ただ残念なことに、これだけさまざまな顔ぶれが揃ったというのに、女性の候補者が一人も名乗り出ていないことだ。

 欧米社会では, 政治舞台での女性の華々しい活躍が目立つ昨今、日本ではいまだに政治は男性が行なうものと見なされているのか、女性の陰が薄い。
こうした日本事情を先進諸国が奇妙な光景として受け取っていることを、日本の政治家は知らないはずはないと思うのだが。

 それはさておき、その一方で、ヨーロッパでは面白い現象が起こっている。清潔で鳴らしているはずの女性政治家たちが、男性政治家顔負けの汚職をやってのけ、平然としているのだ。

 今回EU委員を総辞職に追いやった汚職事件の張本人が、故ミッテラン大統領の下で首相を務め、その後欧州委員会に名を連ねることになった女性委員エディス・クレッソンなのだ。

 その欧州連合(=EU)における欧州委員会の主な役割は、EU諸機関が採択した諸々の措置に関しその実施を監督することである。その監督に携わる委員会のメンバーであるクレッソン女史自ら、汚職に手をつけていたという疑惑が発生したのである。

 一時はサンティール委員長以下が必死でもみ消そうとし、クレッソン委員などは、この疑惑をかわすためにわざわざ「ル・モンド」紙を通し「自分が社会主義者であり、委員会内で左の発言をすることから、怨まれる結果となりスケープゴートにされた」といかにも自分こそ被害者だといわんばかりの主張を行なった。

 ところが、昨年11月の半ばに改めて欧州会計検査院が提出した会計報告(というより、欧州委員会のメンバーの一人で、東欧・旧ソ連関係・共通外交安全保障担当の保守系委員ハンス・ファンデンブルックが突きつけたレポート)が,動かすことのできない証拠となったために、その監督責任を問われて全員辞任に追いやられてしまったのである。

• **座標アノテーション項目**
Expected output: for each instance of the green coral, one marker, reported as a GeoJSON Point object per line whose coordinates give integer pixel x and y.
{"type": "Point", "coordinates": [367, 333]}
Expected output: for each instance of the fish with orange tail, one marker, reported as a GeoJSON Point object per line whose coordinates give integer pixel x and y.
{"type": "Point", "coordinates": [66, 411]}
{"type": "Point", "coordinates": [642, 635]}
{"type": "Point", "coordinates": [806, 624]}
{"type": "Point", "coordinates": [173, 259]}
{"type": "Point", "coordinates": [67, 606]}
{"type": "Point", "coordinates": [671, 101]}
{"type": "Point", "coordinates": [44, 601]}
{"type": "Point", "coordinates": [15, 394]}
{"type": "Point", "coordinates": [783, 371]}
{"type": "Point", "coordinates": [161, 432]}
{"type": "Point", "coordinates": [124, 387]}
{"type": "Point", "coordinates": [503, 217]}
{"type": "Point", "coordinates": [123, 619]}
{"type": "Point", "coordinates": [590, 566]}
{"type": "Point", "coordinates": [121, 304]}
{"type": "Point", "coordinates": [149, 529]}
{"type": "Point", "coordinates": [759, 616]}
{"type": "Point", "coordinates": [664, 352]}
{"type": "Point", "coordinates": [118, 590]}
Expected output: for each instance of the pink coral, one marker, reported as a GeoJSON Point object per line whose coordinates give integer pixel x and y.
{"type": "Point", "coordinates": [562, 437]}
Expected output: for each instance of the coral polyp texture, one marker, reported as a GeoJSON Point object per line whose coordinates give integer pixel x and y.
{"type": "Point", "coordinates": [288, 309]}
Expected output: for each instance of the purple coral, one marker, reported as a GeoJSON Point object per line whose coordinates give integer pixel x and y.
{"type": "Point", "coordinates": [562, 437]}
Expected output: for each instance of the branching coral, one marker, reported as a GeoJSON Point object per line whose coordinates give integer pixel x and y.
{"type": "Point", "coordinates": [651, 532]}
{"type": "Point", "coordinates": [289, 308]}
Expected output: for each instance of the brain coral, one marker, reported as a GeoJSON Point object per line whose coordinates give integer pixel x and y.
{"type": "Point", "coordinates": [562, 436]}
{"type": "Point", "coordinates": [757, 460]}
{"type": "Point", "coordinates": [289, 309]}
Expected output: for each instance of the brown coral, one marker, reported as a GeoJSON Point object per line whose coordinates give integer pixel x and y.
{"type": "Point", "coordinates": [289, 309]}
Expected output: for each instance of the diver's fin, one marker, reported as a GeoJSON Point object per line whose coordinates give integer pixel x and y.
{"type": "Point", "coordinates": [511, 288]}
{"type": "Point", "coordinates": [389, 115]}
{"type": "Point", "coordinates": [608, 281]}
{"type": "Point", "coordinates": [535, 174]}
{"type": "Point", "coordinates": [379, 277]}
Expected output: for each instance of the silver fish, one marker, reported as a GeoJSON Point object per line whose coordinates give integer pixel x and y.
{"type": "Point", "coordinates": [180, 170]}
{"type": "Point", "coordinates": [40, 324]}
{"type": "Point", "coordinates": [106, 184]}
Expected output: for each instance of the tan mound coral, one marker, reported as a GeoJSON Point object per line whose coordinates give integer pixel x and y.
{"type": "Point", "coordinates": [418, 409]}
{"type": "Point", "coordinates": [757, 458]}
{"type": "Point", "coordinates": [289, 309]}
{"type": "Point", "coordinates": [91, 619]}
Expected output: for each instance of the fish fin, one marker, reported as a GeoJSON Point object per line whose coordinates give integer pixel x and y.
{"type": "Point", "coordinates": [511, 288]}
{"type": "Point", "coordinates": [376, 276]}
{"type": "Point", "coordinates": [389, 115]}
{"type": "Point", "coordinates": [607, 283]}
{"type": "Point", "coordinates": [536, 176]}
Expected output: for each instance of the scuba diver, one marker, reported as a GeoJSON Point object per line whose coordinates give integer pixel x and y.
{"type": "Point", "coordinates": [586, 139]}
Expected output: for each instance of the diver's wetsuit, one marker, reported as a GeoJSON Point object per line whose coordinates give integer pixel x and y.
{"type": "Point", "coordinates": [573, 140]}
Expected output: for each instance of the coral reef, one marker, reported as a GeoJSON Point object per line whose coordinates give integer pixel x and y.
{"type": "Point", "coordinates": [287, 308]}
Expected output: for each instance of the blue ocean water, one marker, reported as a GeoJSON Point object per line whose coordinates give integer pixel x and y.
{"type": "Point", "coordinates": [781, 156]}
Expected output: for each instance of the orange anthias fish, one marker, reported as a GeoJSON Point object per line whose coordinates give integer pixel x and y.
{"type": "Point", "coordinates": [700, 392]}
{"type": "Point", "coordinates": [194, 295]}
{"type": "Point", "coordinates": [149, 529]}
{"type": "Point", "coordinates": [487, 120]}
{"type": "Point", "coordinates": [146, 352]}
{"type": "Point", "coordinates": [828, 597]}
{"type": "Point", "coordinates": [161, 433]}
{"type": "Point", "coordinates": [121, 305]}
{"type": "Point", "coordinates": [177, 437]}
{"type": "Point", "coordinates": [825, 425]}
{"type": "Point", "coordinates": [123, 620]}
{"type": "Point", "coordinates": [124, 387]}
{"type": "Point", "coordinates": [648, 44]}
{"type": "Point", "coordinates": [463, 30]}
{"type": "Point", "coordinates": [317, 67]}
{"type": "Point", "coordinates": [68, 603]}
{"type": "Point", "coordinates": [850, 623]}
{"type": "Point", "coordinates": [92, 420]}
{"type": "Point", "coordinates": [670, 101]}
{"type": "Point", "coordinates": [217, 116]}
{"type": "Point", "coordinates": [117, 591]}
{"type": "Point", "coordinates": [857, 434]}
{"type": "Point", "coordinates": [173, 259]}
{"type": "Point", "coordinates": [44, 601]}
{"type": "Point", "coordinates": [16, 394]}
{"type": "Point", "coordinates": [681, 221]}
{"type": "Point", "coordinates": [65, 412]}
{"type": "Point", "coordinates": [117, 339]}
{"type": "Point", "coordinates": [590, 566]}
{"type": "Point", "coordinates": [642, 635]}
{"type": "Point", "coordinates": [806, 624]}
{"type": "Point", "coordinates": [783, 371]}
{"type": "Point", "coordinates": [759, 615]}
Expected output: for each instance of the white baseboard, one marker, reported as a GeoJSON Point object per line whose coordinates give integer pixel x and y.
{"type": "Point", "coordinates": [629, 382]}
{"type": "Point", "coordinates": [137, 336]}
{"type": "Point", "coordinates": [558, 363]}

• **課題一覧**
#1 本文に登場する人名をすべて列挙してください。
#2 本文のうち、「それはさておき、その一方で、」を含む箇所から「いう疑惑が発生したのである。」までを一字一句そのまま再掲してください。

• **解答一覧**
#1 ミッテラン、エディス・クレッソン、サンティール、ハンス・ファンデンブルック

#2
それはさておき、その一方で、ヨーロッパでは面白い現象が起こっている。清潔で鳴らしているはずの女性政治家たちが、男性政治家顔負けの汚職をやってのけ、平然としているのだ。

 今回EU委員を総辞職に追いやった汚職事件の張本人が、故ミッテラン大統領の下で首相を務め、その後欧州委員会に名を連ねることになった女性委員エディス・クレッソンなのだ。

 その欧州連合(=EU)における欧州委員会の主な役割は、EU諸機関が採択した諸々の措置に関しその実施を監督することである。その監督に携わる委員会のメンバーであるクレッソン女史自ら、汚職に手をつけていたという疑惑が発生したのである。